### SOURCE DATA
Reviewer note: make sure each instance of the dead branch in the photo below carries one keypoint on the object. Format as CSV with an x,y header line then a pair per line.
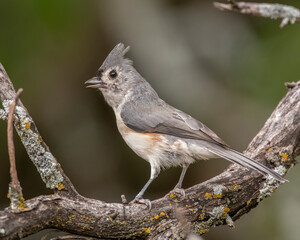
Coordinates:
x,y
15,191
220,200
288,14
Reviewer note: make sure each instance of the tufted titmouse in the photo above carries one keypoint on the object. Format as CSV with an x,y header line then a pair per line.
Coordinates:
x,y
157,132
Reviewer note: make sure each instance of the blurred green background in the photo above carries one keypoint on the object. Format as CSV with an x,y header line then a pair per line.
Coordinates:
x,y
225,69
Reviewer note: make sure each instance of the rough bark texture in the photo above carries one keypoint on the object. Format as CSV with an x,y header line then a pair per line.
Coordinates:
x,y
288,14
220,200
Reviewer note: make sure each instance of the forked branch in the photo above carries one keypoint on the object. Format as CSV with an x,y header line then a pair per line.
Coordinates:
x,y
220,200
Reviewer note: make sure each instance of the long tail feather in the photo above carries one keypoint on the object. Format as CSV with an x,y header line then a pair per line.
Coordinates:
x,y
236,157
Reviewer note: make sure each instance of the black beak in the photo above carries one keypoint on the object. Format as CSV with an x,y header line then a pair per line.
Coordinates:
x,y
95,82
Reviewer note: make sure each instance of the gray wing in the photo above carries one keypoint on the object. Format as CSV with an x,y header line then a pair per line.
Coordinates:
x,y
165,119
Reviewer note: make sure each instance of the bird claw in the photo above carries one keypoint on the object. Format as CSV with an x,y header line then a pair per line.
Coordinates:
x,y
146,202
177,191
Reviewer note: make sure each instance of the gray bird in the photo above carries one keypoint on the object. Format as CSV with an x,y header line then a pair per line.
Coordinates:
x,y
157,132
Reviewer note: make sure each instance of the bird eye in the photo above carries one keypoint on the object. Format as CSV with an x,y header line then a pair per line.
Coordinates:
x,y
113,73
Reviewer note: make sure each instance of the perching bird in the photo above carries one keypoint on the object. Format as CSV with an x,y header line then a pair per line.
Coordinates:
x,y
157,132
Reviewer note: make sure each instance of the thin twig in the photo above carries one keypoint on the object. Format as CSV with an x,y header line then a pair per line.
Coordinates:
x,y
288,14
3,115
291,84
10,141
15,191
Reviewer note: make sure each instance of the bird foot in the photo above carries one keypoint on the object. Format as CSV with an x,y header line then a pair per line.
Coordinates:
x,y
177,194
146,202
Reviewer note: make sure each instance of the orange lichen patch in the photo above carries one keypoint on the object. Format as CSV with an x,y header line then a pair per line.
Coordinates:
x,y
284,157
162,214
60,186
202,231
236,187
147,230
217,196
21,204
27,125
226,210
207,195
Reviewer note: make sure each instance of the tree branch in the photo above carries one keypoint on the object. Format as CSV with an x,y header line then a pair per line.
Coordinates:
x,y
288,14
39,153
15,190
220,200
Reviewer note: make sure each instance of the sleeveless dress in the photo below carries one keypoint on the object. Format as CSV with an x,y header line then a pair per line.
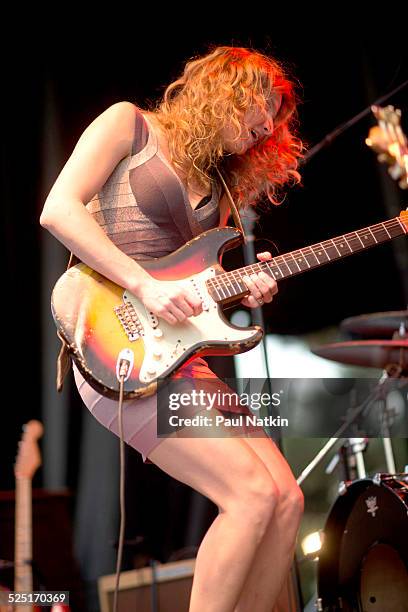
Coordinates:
x,y
143,208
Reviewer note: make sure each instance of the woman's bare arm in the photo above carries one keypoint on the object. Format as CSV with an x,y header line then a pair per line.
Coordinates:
x,y
104,143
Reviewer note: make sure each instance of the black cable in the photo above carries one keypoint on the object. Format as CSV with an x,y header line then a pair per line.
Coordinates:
x,y
347,124
121,487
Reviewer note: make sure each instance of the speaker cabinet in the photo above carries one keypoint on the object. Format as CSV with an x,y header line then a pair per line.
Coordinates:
x,y
173,588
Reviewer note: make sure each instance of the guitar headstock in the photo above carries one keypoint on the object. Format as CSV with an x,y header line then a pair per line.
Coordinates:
x,y
28,458
388,139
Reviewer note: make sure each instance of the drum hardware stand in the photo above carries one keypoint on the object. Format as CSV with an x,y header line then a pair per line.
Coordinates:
x,y
377,393
350,457
248,221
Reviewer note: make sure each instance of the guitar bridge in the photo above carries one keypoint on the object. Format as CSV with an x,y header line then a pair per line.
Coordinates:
x,y
129,320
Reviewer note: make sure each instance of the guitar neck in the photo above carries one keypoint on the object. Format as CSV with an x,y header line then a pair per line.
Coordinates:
x,y
23,580
229,286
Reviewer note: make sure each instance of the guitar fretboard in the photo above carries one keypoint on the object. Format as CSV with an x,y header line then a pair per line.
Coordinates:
x,y
230,286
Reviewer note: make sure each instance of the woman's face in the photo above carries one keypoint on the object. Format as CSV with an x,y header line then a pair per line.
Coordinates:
x,y
257,125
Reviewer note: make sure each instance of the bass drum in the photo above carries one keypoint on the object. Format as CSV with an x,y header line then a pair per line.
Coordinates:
x,y
363,564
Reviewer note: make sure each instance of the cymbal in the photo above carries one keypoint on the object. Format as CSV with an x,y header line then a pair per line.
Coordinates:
x,y
369,353
377,324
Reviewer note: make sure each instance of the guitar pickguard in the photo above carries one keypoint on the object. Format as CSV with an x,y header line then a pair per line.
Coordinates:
x,y
165,344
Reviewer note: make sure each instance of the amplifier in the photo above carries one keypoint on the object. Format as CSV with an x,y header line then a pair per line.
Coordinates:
x,y
173,587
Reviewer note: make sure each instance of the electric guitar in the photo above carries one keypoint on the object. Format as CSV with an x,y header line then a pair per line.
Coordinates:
x,y
99,319
27,462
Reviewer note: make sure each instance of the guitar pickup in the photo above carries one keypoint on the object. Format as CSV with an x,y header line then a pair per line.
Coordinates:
x,y
129,321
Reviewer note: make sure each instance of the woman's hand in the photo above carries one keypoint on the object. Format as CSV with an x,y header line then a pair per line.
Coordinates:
x,y
168,300
262,286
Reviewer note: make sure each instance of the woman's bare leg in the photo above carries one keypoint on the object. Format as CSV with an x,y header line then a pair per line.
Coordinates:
x,y
265,582
233,476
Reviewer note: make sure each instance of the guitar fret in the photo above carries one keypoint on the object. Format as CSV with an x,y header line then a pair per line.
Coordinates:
x,y
361,242
381,233
375,239
383,224
230,284
282,261
404,229
342,242
311,253
300,260
320,252
330,249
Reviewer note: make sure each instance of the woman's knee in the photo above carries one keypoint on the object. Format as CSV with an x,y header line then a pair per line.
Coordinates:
x,y
291,500
256,495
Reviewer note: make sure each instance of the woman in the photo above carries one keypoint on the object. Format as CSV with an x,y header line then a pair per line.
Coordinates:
x,y
156,184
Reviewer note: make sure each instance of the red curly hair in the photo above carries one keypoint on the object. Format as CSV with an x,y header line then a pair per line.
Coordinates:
x,y
221,87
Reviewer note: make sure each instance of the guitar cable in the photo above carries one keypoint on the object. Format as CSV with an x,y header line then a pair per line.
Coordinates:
x,y
124,367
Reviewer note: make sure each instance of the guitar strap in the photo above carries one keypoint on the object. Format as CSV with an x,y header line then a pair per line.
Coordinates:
x,y
233,207
63,359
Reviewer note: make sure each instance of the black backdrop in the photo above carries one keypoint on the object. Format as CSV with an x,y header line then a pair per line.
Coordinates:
x,y
77,69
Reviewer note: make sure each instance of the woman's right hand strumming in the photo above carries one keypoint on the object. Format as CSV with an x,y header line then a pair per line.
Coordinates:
x,y
168,300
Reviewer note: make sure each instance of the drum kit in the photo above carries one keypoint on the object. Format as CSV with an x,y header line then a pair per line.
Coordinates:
x,y
363,562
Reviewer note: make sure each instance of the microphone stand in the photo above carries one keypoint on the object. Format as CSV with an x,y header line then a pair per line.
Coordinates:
x,y
248,221
329,138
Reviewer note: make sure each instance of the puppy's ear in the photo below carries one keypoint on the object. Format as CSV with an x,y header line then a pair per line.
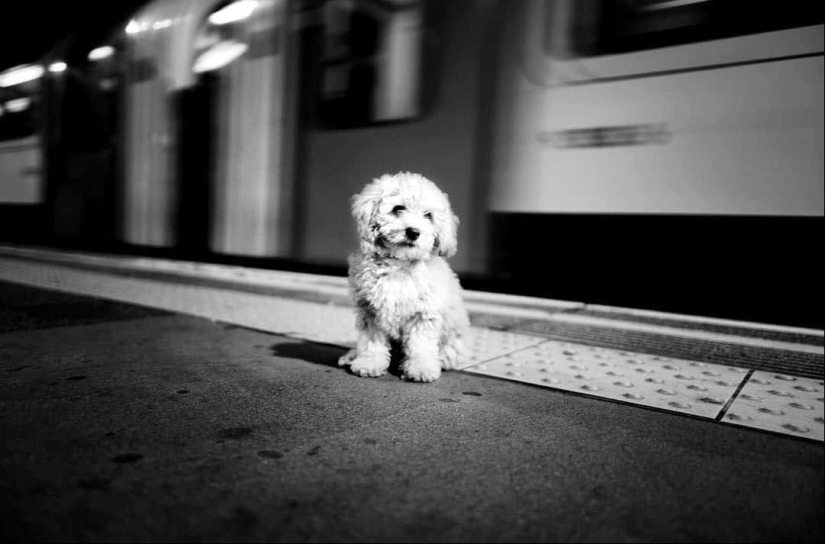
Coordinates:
x,y
446,225
364,209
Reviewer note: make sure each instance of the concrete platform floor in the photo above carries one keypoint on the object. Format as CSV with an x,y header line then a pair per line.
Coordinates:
x,y
125,424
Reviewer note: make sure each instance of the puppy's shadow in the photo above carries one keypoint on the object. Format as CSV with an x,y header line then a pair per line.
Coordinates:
x,y
320,354
327,355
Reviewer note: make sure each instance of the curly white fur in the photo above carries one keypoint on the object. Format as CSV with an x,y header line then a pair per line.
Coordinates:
x,y
403,287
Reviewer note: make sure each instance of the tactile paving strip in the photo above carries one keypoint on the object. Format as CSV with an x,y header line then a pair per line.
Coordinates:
x,y
780,403
676,385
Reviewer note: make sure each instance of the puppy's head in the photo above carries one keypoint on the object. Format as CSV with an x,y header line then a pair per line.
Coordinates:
x,y
405,216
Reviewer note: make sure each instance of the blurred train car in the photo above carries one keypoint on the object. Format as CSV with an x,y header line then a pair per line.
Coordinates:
x,y
664,154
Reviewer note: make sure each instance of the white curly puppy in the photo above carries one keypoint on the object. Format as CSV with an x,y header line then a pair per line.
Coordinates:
x,y
403,287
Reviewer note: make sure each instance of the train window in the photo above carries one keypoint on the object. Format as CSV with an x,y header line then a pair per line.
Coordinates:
x,y
19,103
610,27
370,62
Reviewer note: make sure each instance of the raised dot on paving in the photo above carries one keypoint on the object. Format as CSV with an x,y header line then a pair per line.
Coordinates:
x,y
676,385
779,403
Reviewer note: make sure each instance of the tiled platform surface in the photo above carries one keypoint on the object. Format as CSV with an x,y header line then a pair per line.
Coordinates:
x,y
689,387
685,386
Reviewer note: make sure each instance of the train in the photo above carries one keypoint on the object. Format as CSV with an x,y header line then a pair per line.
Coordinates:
x,y
658,154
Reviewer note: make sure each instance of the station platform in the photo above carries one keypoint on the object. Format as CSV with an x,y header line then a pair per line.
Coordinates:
x,y
157,400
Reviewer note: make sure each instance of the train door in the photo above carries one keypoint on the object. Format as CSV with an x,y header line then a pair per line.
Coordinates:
x,y
83,121
241,121
208,128
390,86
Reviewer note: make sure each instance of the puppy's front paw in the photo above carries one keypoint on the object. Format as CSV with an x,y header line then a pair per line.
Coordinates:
x,y
369,366
346,359
419,370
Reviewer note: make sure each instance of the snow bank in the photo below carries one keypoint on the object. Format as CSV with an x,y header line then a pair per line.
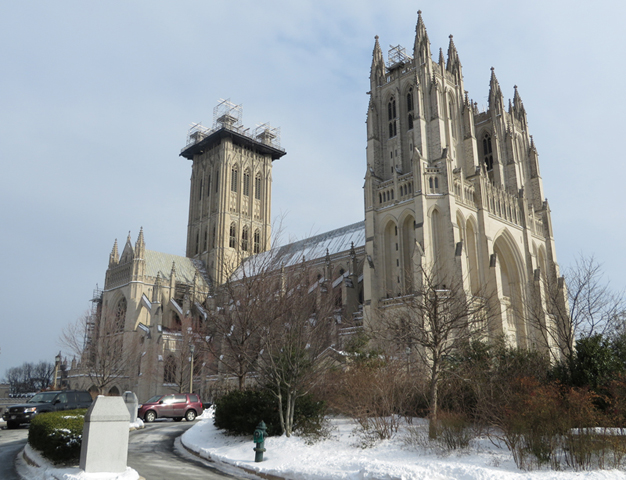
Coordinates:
x,y
340,457
44,470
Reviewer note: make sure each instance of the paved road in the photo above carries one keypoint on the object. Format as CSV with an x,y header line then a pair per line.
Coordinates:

### STATED PROBLEM
Your task is to copy word for word the lines from the line containing "Reviewer note: make sure each instance of the train door" to the end of the listing, both included, and to drop any pictures.

### OUTPUT OF THE EXERCISE
Reviewer note: make sure each instance of the train door in the photo above carries one keypoint on the object. Format as CSV with an x,y header line then a pair per line.
Coordinates:
x,y
83,121
241,121
208,128
390,86
Reviewer note: make sure each instance of the puppy's front paw in the photo above carries one keypoint on the object. Format as CSV with an x,y header line then a pair per line.
Coordinates:
x,y
369,366
346,359
419,370
Reviewer note: make sure each instance of the snow bank in the photo below carries one keypoint on the object. Format as CSV with an x,y header line then a pair per line.
Coordinates:
x,y
340,457
44,470
Reviewer note: make sure each instance of the paved road in the photo above carries one keypoint on the object. Format as CSV with an x,y header line then a pair per line.
Coordinates:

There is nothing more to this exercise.